*TEXT PROVIDED*.
Genetic engineering
Dilibe Eucharia Amuche
Chukwuemeka Odumegwu Ojukwu University, Nigeria
: J Virol Antivir Res
Abstract
Genetic engineering is a process that alters the genetic structure of an organism by either removing or introduction of DNA. Unlike traditionally animal and plant breeding, which involves doing multiple crosses and then selecting from the organism with the desire phenotype, genetic engineering takes the gene directly from one organism inserts it in the other. Molecular cloning is a set of experimental methods in molecular biology that are used to assemble recombinant DNA molecules and to direct their replication within host organisms. There are different ways by which foreign DNA can be inserted into cells. Cells have membranes that prevent DNA from simply diffusing in or out. This is the initial barrier that scientists must overcome in order to insert foreign DNA into a cell. The three ways of accomplishing this goal are transformation, transfection and transduction. Transformation is a way that bacterial cell pick up pieces of DNA from their environments. Transfection is the process of deliberately introducing naked or purified nucleic acid into eukaryotic cells. The word transfection is a portmanteau of trans-and-infection. Genetic material (such as supercoiled plasmid DNA or siRNA constructs) or even proteins such as antibodies may be transfected. Transduction is the process by which foreign DNA is introduced into a cell by a virus or a viral vector. In the medical field gene therapy, also called human gene transfer is the therapeutic delivery of nucleus acid into a patients’ cell as a drug to treat disease. Not all medical procedures that introduce alterations to a patients’ genetic makeup can be considered as gene therapy. Bone marrow transplantation and organ transplants in general have been found to introduce foreign DNA into patients. Gene therapy is defined by the precision of the procedures and the interaction of direct therapeutic effects.

*AVAILABLE DATA*.
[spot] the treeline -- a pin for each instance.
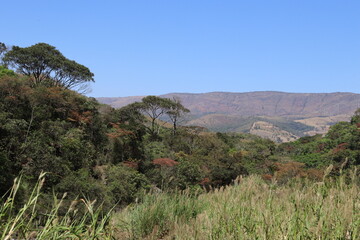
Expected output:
(115, 155)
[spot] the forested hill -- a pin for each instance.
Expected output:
(265, 103)
(279, 116)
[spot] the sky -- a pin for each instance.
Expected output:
(153, 47)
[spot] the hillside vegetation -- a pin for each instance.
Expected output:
(293, 115)
(94, 161)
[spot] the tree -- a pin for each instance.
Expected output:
(3, 50)
(175, 112)
(154, 107)
(46, 65)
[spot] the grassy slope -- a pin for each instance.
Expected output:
(252, 209)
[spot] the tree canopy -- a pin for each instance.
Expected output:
(46, 65)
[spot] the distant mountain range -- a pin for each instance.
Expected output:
(279, 116)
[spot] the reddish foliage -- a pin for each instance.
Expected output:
(134, 165)
(321, 147)
(164, 162)
(267, 177)
(83, 118)
(340, 147)
(205, 181)
(286, 171)
(118, 132)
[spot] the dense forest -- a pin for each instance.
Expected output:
(116, 156)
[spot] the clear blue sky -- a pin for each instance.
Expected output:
(156, 47)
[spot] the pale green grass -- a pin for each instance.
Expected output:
(251, 209)
(27, 223)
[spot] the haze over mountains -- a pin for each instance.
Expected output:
(279, 116)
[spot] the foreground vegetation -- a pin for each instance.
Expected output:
(159, 178)
(252, 209)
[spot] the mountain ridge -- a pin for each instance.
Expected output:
(236, 111)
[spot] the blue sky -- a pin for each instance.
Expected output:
(157, 47)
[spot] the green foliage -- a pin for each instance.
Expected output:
(125, 184)
(46, 65)
(29, 223)
(251, 209)
(6, 72)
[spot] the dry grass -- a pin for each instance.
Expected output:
(252, 209)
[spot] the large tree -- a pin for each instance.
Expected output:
(154, 107)
(3, 50)
(45, 64)
(175, 112)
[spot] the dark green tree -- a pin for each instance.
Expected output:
(175, 112)
(154, 107)
(46, 65)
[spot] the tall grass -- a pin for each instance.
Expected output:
(251, 209)
(28, 223)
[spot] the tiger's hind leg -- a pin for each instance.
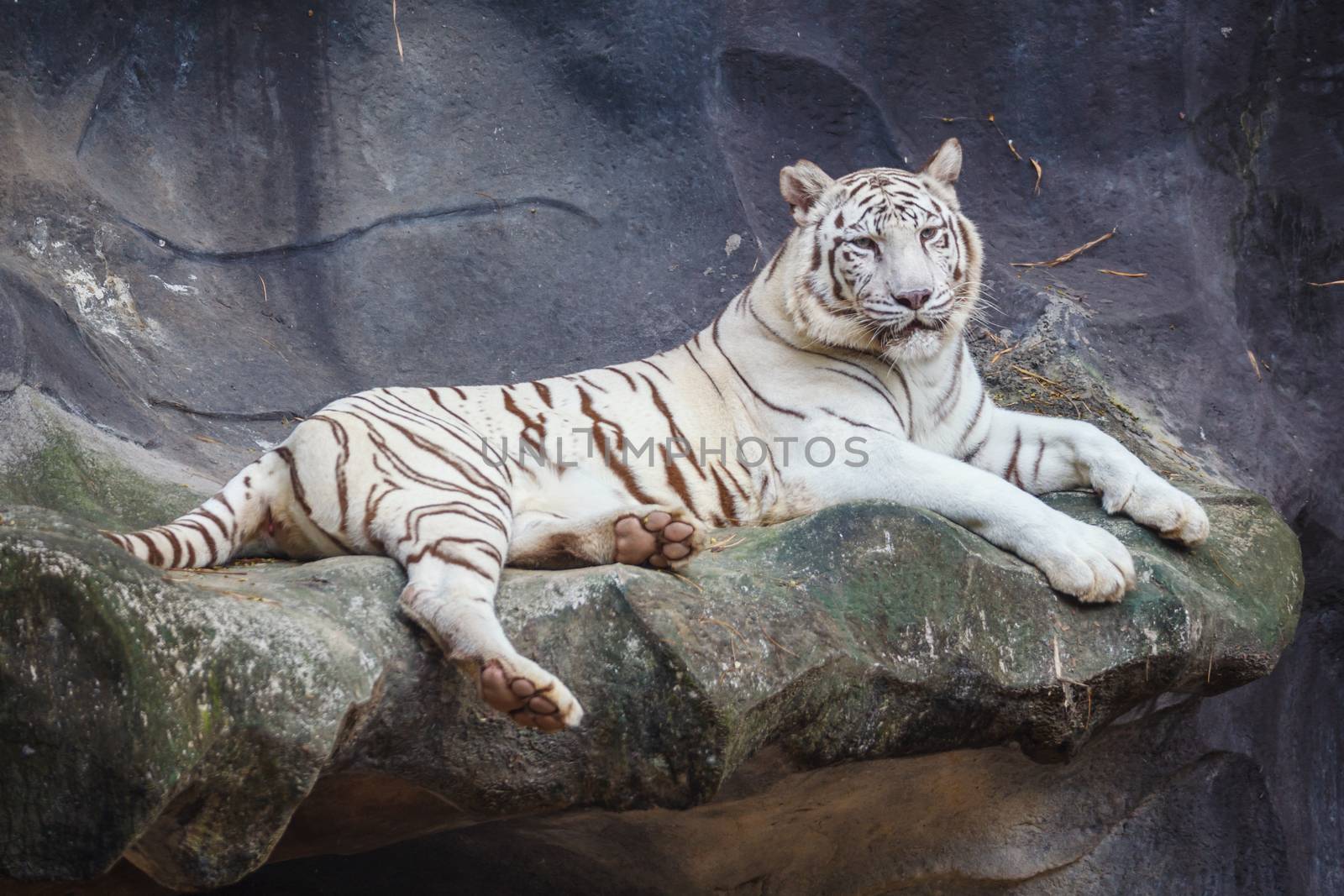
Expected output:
(663, 537)
(450, 594)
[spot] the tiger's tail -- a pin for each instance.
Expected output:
(218, 530)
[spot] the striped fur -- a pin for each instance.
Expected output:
(851, 332)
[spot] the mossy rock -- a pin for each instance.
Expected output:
(181, 719)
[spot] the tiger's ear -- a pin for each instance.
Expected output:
(801, 184)
(945, 164)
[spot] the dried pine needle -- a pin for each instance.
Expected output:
(1068, 257)
(996, 356)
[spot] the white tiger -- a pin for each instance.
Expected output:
(851, 336)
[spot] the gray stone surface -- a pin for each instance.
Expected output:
(333, 215)
(181, 719)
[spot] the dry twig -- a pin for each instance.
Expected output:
(1068, 257)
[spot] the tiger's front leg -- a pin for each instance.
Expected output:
(648, 535)
(1079, 559)
(1048, 454)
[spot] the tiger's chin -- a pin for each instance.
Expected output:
(918, 340)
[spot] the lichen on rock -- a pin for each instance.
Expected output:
(181, 719)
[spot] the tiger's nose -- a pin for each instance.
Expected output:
(914, 298)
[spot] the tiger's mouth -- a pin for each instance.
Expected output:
(913, 327)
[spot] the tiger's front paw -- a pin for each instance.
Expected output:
(1155, 503)
(530, 694)
(662, 539)
(1084, 560)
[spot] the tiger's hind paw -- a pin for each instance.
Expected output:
(660, 539)
(530, 694)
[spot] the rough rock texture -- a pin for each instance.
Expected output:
(217, 215)
(181, 719)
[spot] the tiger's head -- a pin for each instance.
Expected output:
(885, 261)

*YOUR INSTRUCTIONS*.
According to the genetic engineering abstract, what are the three ways of getting foreign DNA into a cell? The entries come from a separate source and are unrelated to the abstract.

*EXERCISE RESULT*.
Transformation, transfection and transduction.